◆ Goal ◆
Convert the lines starting at the line containing "mark the shop" and ending at the line containing "xmin=69 ymin=142 xmax=73 ymax=157" into a JSON list of strings, one string per line, leaving out blank lines.

◆ Provided entries ◆
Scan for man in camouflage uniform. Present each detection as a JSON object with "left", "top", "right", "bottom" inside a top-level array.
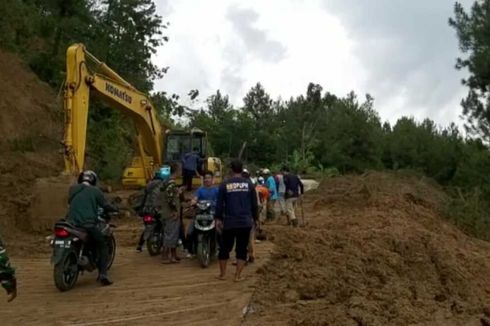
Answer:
[
  {"left": 0, "top": 239, "right": 17, "bottom": 302},
  {"left": 159, "top": 164, "right": 182, "bottom": 264}
]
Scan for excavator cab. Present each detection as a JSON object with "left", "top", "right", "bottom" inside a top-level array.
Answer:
[{"left": 163, "top": 128, "right": 222, "bottom": 186}]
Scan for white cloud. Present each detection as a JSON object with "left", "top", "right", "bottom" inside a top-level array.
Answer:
[{"left": 155, "top": 0, "right": 470, "bottom": 124}]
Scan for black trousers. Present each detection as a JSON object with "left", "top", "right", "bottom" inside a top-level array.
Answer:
[
  {"left": 84, "top": 226, "right": 109, "bottom": 276},
  {"left": 182, "top": 169, "right": 196, "bottom": 191},
  {"left": 218, "top": 228, "right": 252, "bottom": 260}
]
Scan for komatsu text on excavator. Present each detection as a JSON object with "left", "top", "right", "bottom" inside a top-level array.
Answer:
[{"left": 63, "top": 44, "right": 222, "bottom": 187}]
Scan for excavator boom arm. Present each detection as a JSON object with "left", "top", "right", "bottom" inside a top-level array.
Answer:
[{"left": 63, "top": 44, "right": 164, "bottom": 179}]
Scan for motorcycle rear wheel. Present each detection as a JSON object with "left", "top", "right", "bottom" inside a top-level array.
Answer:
[
  {"left": 146, "top": 232, "right": 162, "bottom": 256},
  {"left": 53, "top": 250, "right": 79, "bottom": 292},
  {"left": 196, "top": 235, "right": 211, "bottom": 268}
]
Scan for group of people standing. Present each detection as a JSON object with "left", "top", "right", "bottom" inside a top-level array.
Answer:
[
  {"left": 137, "top": 157, "right": 304, "bottom": 281},
  {"left": 251, "top": 166, "right": 304, "bottom": 226}
]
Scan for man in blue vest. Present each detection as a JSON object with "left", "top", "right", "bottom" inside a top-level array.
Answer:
[{"left": 215, "top": 160, "right": 258, "bottom": 282}]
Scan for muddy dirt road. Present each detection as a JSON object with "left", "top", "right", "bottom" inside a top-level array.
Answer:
[{"left": 0, "top": 225, "right": 272, "bottom": 326}]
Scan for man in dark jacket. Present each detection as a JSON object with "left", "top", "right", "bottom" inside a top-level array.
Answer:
[
  {"left": 283, "top": 166, "right": 304, "bottom": 226},
  {"left": 68, "top": 170, "right": 118, "bottom": 286},
  {"left": 215, "top": 160, "right": 258, "bottom": 282}
]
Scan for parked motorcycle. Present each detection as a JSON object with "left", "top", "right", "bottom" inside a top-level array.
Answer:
[
  {"left": 51, "top": 211, "right": 116, "bottom": 291},
  {"left": 193, "top": 200, "right": 217, "bottom": 268}
]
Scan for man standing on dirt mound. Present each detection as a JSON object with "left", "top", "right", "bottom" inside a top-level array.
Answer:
[
  {"left": 283, "top": 166, "right": 305, "bottom": 226},
  {"left": 0, "top": 239, "right": 17, "bottom": 302},
  {"left": 215, "top": 160, "right": 258, "bottom": 282},
  {"left": 68, "top": 170, "right": 118, "bottom": 286}
]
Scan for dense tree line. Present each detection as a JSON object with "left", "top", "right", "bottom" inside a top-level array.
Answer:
[{"left": 0, "top": 0, "right": 490, "bottom": 238}]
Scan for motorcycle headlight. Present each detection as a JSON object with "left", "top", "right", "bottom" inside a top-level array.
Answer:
[{"left": 197, "top": 202, "right": 211, "bottom": 211}]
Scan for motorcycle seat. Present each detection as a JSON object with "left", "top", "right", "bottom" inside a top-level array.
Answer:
[{"left": 54, "top": 221, "right": 88, "bottom": 242}]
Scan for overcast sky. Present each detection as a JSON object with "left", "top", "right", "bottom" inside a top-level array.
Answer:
[{"left": 155, "top": 0, "right": 473, "bottom": 125}]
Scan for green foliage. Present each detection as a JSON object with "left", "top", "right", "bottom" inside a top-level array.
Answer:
[{"left": 449, "top": 0, "right": 490, "bottom": 140}]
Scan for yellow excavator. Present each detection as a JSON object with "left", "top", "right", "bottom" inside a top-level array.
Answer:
[{"left": 63, "top": 44, "right": 222, "bottom": 188}]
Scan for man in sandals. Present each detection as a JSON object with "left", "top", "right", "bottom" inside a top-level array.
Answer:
[{"left": 215, "top": 160, "right": 258, "bottom": 282}]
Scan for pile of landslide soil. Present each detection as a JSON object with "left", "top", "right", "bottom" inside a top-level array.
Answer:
[
  {"left": 0, "top": 51, "right": 63, "bottom": 251},
  {"left": 245, "top": 173, "right": 490, "bottom": 325}
]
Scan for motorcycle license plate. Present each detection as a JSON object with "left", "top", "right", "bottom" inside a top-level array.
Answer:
[
  {"left": 54, "top": 240, "right": 71, "bottom": 248},
  {"left": 196, "top": 214, "right": 214, "bottom": 221}
]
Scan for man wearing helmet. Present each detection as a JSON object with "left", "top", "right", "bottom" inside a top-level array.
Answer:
[
  {"left": 136, "top": 166, "right": 170, "bottom": 252},
  {"left": 0, "top": 239, "right": 17, "bottom": 302},
  {"left": 262, "top": 169, "right": 279, "bottom": 220},
  {"left": 68, "top": 170, "right": 118, "bottom": 285}
]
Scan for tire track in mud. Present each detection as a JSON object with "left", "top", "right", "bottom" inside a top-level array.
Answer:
[{"left": 0, "top": 234, "right": 272, "bottom": 326}]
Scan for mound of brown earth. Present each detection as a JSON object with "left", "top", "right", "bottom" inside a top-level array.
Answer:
[
  {"left": 0, "top": 51, "right": 63, "bottom": 252},
  {"left": 245, "top": 173, "right": 490, "bottom": 325}
]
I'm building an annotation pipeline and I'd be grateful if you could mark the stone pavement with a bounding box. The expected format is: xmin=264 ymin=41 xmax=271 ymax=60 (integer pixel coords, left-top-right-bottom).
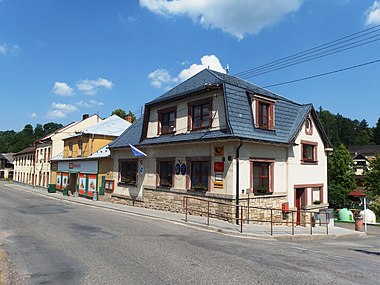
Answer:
xmin=4 ymin=183 xmax=365 ymax=240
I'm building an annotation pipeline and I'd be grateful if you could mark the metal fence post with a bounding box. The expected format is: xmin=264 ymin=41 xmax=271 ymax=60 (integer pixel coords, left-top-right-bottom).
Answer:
xmin=292 ymin=211 xmax=294 ymax=236
xmin=183 ymin=197 xmax=187 ymax=222
xmin=310 ymin=212 xmax=313 ymax=235
xmin=240 ymin=206 xmax=243 ymax=233
xmin=270 ymin=209 xmax=273 ymax=236
xmin=207 ymin=201 xmax=210 ymax=226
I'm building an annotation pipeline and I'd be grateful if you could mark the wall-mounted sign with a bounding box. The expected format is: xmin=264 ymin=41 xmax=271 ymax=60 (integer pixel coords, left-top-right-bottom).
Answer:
xmin=181 ymin=163 xmax=186 ymax=175
xmin=214 ymin=146 xmax=224 ymax=156
xmin=175 ymin=163 xmax=181 ymax=175
xmin=214 ymin=162 xmax=224 ymax=172
xmin=69 ymin=162 xmax=81 ymax=169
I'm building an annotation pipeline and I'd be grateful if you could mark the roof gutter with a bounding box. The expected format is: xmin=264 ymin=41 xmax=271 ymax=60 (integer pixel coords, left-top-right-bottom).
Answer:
xmin=235 ymin=140 xmax=243 ymax=225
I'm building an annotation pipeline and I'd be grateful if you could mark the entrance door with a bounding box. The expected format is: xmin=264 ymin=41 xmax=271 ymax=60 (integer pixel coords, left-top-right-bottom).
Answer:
xmin=295 ymin=188 xmax=306 ymax=225
xmin=68 ymin=173 xmax=78 ymax=194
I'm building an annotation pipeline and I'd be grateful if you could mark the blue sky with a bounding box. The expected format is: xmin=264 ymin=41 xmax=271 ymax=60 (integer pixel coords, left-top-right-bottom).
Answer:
xmin=0 ymin=0 xmax=380 ymax=131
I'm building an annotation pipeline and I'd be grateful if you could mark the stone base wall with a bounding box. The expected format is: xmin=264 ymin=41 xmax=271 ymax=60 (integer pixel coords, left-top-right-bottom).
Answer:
xmin=112 ymin=188 xmax=291 ymax=224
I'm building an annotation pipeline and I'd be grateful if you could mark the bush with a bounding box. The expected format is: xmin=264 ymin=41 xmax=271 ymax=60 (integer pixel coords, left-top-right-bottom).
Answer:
xmin=368 ymin=195 xmax=380 ymax=219
xmin=329 ymin=185 xmax=351 ymax=209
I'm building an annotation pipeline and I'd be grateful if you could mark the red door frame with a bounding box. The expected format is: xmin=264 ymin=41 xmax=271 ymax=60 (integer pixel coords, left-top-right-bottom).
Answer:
xmin=294 ymin=188 xmax=307 ymax=225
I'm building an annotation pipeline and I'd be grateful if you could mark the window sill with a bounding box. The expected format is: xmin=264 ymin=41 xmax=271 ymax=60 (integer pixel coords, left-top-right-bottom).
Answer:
xmin=301 ymin=160 xmax=318 ymax=165
xmin=253 ymin=192 xmax=273 ymax=196
xmin=255 ymin=126 xmax=275 ymax=132
xmin=117 ymin=182 xmax=137 ymax=187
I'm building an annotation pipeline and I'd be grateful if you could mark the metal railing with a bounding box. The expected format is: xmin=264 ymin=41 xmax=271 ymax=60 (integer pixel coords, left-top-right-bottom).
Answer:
xmin=182 ymin=196 xmax=330 ymax=236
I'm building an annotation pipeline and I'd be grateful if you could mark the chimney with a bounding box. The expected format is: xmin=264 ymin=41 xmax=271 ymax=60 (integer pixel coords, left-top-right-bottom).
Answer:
xmin=125 ymin=114 xmax=132 ymax=123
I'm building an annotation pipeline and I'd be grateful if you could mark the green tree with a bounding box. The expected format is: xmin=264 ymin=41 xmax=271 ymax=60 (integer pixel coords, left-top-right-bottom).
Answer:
xmin=327 ymin=144 xmax=356 ymax=191
xmin=327 ymin=144 xmax=356 ymax=208
xmin=317 ymin=107 xmax=341 ymax=147
xmin=373 ymin=118 xmax=380 ymax=144
xmin=353 ymin=120 xmax=373 ymax=145
xmin=329 ymin=185 xmax=351 ymax=209
xmin=364 ymin=154 xmax=380 ymax=195
xmin=44 ymin=122 xmax=63 ymax=136
xmin=111 ymin=109 xmax=127 ymax=119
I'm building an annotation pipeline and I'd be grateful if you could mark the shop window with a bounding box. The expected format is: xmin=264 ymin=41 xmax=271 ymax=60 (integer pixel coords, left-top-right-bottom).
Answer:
xmin=251 ymin=160 xmax=274 ymax=194
xmin=119 ymin=160 xmax=137 ymax=185
xmin=78 ymin=140 xmax=83 ymax=156
xmin=104 ymin=180 xmax=115 ymax=192
xmin=158 ymin=161 xmax=174 ymax=187
xmin=191 ymin=161 xmax=210 ymax=191
xmin=69 ymin=142 xmax=73 ymax=157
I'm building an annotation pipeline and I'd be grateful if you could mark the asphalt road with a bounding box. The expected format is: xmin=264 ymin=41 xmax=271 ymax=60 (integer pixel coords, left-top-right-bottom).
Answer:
xmin=0 ymin=184 xmax=380 ymax=285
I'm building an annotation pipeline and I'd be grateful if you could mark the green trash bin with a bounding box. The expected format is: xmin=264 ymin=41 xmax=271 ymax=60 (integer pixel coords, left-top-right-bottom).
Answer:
xmin=48 ymin=184 xmax=56 ymax=193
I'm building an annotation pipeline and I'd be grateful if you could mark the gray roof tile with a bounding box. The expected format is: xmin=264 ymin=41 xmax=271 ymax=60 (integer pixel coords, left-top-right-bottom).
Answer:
xmin=110 ymin=69 xmax=330 ymax=148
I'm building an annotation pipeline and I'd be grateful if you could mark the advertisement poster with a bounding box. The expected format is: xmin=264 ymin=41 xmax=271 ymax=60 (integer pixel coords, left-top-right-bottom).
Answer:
xmin=55 ymin=172 xmax=61 ymax=189
xmin=62 ymin=173 xmax=69 ymax=190
xmin=78 ymin=174 xmax=87 ymax=194
xmin=88 ymin=174 xmax=97 ymax=194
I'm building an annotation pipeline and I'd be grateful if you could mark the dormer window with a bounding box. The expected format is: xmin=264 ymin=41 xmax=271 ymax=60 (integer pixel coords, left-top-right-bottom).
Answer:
xmin=158 ymin=107 xmax=176 ymax=134
xmin=305 ymin=118 xmax=313 ymax=135
xmin=188 ymin=99 xmax=212 ymax=130
xmin=255 ymin=98 xmax=274 ymax=130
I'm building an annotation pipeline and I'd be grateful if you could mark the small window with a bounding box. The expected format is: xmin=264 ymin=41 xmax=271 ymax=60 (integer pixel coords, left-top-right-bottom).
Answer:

◆ In response ◆
[
  "I'm building an annotation pipeline and I'd be grateful if you could mark the shop window with a bounding box. The expected format is: xmin=264 ymin=41 xmax=271 ymax=60 (integer pixel coords, left-top-right-bottom).",
  "Answer:",
  "xmin=251 ymin=160 xmax=274 ymax=194",
  "xmin=119 ymin=160 xmax=137 ymax=185",
  "xmin=78 ymin=140 xmax=83 ymax=156",
  "xmin=104 ymin=180 xmax=115 ymax=192",
  "xmin=158 ymin=161 xmax=174 ymax=187",
  "xmin=191 ymin=161 xmax=210 ymax=191",
  "xmin=69 ymin=142 xmax=73 ymax=157"
]